◆ Aim of the task:
Format every line of the items below as a numbered list, omitting any blank lines.

# Start of Exercise data

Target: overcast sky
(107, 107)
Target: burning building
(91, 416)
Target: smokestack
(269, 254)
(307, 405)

# End of Exercise data

◆ Answer below:
1. Target: overcast sky
2. (107, 107)
3. Target: burning building
4. (91, 416)
5. Target: smokestack
6. (269, 254)
7. (307, 405)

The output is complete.